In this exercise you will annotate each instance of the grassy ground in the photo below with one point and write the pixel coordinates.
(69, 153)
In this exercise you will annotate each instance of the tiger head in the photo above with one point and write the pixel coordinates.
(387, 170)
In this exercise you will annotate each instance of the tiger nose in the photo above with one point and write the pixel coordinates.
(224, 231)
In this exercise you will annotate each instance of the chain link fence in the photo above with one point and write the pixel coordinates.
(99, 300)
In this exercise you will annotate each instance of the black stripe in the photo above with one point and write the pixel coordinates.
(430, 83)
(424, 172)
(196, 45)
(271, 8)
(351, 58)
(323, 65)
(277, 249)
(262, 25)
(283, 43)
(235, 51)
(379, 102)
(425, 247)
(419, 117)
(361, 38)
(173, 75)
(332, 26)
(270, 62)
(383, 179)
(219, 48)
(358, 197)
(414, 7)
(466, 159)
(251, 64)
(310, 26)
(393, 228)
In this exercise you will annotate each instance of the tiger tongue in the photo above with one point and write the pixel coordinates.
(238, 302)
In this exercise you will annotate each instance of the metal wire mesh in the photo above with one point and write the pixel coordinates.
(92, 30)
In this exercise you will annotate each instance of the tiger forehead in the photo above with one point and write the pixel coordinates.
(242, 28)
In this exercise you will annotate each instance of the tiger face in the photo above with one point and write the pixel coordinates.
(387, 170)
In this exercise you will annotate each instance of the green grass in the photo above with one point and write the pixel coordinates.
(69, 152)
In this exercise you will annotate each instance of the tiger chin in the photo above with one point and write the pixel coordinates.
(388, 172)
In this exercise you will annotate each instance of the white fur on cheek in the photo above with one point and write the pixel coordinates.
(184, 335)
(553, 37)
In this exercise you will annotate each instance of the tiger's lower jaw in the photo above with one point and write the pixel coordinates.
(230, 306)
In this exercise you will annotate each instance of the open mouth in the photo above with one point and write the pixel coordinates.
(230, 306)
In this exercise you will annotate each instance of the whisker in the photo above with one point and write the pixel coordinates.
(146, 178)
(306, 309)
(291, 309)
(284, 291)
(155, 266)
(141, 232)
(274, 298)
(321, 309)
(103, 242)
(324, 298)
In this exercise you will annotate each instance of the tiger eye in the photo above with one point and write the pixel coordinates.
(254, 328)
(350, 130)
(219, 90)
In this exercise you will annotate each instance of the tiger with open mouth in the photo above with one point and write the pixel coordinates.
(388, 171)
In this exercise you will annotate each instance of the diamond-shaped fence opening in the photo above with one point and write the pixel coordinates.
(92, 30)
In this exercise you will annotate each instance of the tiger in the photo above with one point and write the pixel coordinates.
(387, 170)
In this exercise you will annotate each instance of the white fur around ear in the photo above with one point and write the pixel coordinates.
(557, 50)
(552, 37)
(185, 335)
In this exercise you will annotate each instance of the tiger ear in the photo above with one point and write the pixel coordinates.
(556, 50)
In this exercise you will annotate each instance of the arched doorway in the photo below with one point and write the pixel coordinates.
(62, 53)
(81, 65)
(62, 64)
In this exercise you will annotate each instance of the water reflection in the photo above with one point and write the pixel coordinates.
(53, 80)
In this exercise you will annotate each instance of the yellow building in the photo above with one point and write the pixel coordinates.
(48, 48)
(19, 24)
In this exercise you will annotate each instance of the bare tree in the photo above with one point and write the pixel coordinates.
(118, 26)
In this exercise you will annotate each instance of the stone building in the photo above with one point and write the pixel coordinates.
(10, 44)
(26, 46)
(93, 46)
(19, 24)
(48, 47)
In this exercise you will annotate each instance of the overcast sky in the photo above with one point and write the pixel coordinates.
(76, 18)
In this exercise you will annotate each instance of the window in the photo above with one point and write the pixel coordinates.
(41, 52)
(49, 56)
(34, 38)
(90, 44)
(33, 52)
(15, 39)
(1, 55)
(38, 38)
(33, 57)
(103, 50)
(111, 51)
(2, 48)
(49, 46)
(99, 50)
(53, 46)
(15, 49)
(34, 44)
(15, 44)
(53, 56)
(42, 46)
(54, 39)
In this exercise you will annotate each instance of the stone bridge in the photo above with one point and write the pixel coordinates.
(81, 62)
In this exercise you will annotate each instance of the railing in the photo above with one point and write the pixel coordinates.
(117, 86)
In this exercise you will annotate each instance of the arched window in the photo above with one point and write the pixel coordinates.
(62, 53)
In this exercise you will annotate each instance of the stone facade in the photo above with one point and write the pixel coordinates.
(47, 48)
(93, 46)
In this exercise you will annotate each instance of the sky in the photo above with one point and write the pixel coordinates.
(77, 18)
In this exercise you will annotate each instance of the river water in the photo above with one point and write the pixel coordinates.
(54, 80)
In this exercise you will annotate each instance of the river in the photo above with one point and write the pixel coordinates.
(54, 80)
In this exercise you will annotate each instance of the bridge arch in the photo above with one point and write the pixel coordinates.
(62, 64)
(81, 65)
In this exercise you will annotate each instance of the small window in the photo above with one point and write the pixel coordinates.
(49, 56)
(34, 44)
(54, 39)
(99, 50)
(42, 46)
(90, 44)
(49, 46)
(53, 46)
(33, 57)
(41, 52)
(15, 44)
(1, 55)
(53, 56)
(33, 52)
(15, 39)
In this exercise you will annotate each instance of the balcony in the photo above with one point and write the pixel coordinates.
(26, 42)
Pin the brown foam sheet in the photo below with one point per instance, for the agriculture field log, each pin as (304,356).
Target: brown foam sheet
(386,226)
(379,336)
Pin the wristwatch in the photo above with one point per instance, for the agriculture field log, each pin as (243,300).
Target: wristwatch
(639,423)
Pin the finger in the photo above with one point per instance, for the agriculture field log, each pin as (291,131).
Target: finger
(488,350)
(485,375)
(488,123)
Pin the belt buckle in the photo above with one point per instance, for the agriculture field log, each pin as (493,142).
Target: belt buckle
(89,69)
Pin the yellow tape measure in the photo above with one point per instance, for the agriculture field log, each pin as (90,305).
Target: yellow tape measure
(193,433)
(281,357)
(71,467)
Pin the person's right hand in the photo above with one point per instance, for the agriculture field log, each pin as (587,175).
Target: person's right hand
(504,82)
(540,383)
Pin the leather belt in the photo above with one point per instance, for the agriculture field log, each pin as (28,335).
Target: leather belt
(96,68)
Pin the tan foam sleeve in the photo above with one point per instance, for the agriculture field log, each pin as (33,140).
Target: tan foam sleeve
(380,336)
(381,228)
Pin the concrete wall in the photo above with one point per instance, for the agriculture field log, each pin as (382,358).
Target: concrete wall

▬▬▬▬▬▬▬▬▬▬

EXERCISE REQUIREMENTS:
All of the material should be set down exactly as it reads.

SOLUTION TO THIS TASK:
In this exercise you will annotate each instance of the grassy ground in the photo below with one point and write the pixel coordinates.
(69, 153)
In this exercise you will annotate each instance of the tiger head in the photo above with one point and write the pixel coordinates.
(387, 170)
In this exercise you will annotate each instance of the tiger nose in the photo above with one point and write the pixel coordinates.
(224, 231)
In this exercise you will annotate each instance of the chain link fence in the photo above with one point and write the pixel coordinates.
(99, 300)
In this exercise you will annotate each instance of the black stripe in the photo above with one point and write the pixel coordinates.
(430, 83)
(424, 172)
(196, 45)
(271, 8)
(351, 58)
(323, 65)
(277, 249)
(262, 25)
(283, 43)
(235, 51)
(379, 102)
(425, 247)
(419, 117)
(361, 38)
(173, 75)
(332, 26)
(270, 62)
(383, 179)
(219, 48)
(358, 197)
(414, 7)
(466, 159)
(251, 64)
(310, 26)
(393, 228)
In this exercise you will annotate each instance of the tiger tongue in the photo above with one point and write the pixel coordinates.
(238, 302)
In this exercise you will annotate each instance of the metal wire mesh in the photo above with one point and write the pixel coordinates.
(92, 30)
In this exercise you will annotate each instance of the tiger forehead in the photo above with one point and write the pixel coordinates.
(242, 28)
In this exercise you will annotate each instance of the tiger face in the photo above with one point and write the pixel coordinates.
(387, 170)
In this exercise you will annotate each instance of the green grass in the photo above with one point and write the pixel coordinates.
(69, 152)
In this exercise you will annotate each instance of the tiger chin in the photo above with one point and write the pixel coordinates.
(388, 172)
In this exercise you will annotate each instance of the white fur on cheek in the photo above with one point and write the pixel coordinates.
(184, 335)
(553, 37)
In this exercise you will annotate each instance of the tiger's lower jaw in the photo above with one point and write the pixel coordinates.
(230, 306)
In this exercise you will annotate each instance of the open mouth in the photo above with one point and write the pixel coordinates.
(230, 306)
In this exercise you will annotate each instance of the whisker in the photo above with one point and write the pixel coordinates.
(146, 178)
(306, 309)
(291, 309)
(284, 291)
(155, 266)
(141, 232)
(274, 298)
(321, 309)
(103, 242)
(324, 298)
In this exercise you will annotate each instance of the tiger eye in the photo above with one point and write the pixel coordinates.
(254, 328)
(350, 130)
(219, 90)
In this exercise you will annotate each instance of the tiger with open mouth in the photo above with one point and write the pixel coordinates.
(388, 171)
In this exercise you will annotate each instance of the diamond-shaped fence opening in the photo above with one point and write the pixel coordinates.
(92, 30)
In this exercise you will annotate each instance of the tiger in the photo above with one point and write the pixel coordinates.
(387, 170)
In this exercise you will annotate each instance of the white fur around ear in the photo above with one point and write the pixel coordinates.
(557, 50)
(552, 37)
(185, 335)
In this exercise you will annotate each instance of the tiger ear in the photo above with one point and write the pixel coordinates.
(556, 50)
In this exercise you will annotate each instance of the arched doorway in the photo below with one point and write the pixel coordinates.
(62, 53)
(81, 65)
(62, 64)
In this exercise you will annotate each instance of the water reflection in the photo above with one point and write the pixel coordinates.
(53, 80)
In this exercise you will annotate each instance of the yellow building in the photo above with one point and write the pixel coordinates.
(48, 48)
(19, 24)
In this exercise you will annotate each instance of the bare tree in the photo above with one point and write the pixel coordinates.
(118, 26)
In this exercise you will annotate each instance of the stone building in the photo above with one point and write the pixel coordinates.
(10, 44)
(26, 46)
(93, 46)
(19, 24)
(48, 47)
In this exercise you will annotate each instance of the overcast sky in the photo above with one point and write the pixel coordinates.
(76, 18)
In this exercise you will annotate each instance of the window in the photo above with one point and write the pixel coordinates.
(41, 52)
(49, 56)
(34, 38)
(90, 44)
(33, 52)
(15, 39)
(1, 55)
(38, 38)
(33, 57)
(103, 50)
(111, 51)
(2, 48)
(49, 46)
(99, 50)
(53, 46)
(15, 49)
(34, 44)
(15, 44)
(53, 56)
(42, 46)
(54, 39)
In this exercise you will annotate each instance of the stone bridge in the photo above with one point and write the pixel coordinates.
(81, 62)
In this exercise you will annotate each instance of the railing in the photo above with one point and write the pixel coordinates.
(117, 86)
In this exercise you will annotate each instance of the arched window in the photo above with one point and write the pixel coordinates.
(62, 53)
In this exercise you will annotate each instance of the stone facade in the photo above with one point and write the pixel coordinates.
(47, 48)
(93, 46)
In this exercise you will annotate each instance of the sky in the photo above with one point and write the pixel coordinates.
(77, 18)
In this exercise you will annotate each instance of the river water in the photo above with one point and write the pixel coordinates.
(54, 80)
In this exercise you will annotate each instance of the river in the photo above with one point and write the pixel coordinates.
(54, 80)
In this exercise you will annotate each instance of the bridge arch in the photo above with one point and write the pixel coordinates.
(62, 64)
(81, 65)
In this exercise you will annotate each instance of the small window in the photo above with one point and write the pixel coordinates.
(49, 56)
(34, 44)
(54, 39)
(99, 50)
(42, 46)
(90, 44)
(49, 46)
(53, 46)
(33, 57)
(41, 52)
(15, 44)
(1, 55)
(53, 56)
(33, 52)
(15, 39)
In this exercise you will annotate each instance of the balcony in the photo above with one point and write the pixel coordinates.
(26, 42)
Pin the brown foam sheet in the photo below with one point per instance, for the agriculture field log, each pin as (304,356).
Target: brown foam sheet
(386,226)
(379,336)
Pin the wristwatch in the photo above with one point per instance, for the agriculture field log, each pin as (243,300).
Target: wristwatch
(639,423)
Pin the finger in the photo above with one point per instance, for the agriculture field log, each pin as (291,131).
Target: finger
(488,350)
(485,375)
(488,123)
Pin the belt buckle in the photo above with one point per instance, for the agriculture field log, each pin as (493,142).
Target: belt buckle
(89,69)
Pin the yellow tape measure in the photo above with one point per instance, for the agriculture field log, each pin as (90,305).
Target: yellow tape measure
(193,433)
(281,357)
(71,467)
Pin the person's right hand in the photo above with one point per instance, for the agriculture field log, each pin as (587,175).
Target: person's right hand
(504,82)
(540,383)
Pin the leather belt in the photo above with one point per instance, for the agriculture field log, each pin as (28,335).
Target: leather belt
(96,68)
Pin the tan foam sleeve in the photo above with one point per instance, for the agriculture field log, each pin as (33,140).
Target: tan foam sleeve
(380,336)
(381,228)
Pin the concrete wall in the photo above with one point per instance, for the agriculture field log, each pin as (382,358).
Target: concrete wall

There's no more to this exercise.